■ Work to complete ■
Count the lines below that contain the word "flower", and give only that number.

■ Material for this exercise ■

::::

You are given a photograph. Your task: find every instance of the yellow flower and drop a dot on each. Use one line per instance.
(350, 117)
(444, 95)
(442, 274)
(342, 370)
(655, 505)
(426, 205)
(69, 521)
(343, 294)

::::

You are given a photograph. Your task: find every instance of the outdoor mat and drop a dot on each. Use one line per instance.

::::

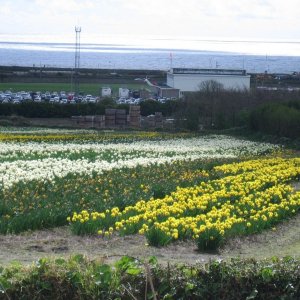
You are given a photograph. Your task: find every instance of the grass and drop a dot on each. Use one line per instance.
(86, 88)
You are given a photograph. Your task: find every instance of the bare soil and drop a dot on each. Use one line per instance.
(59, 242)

::::

■ Exercise answer ■
1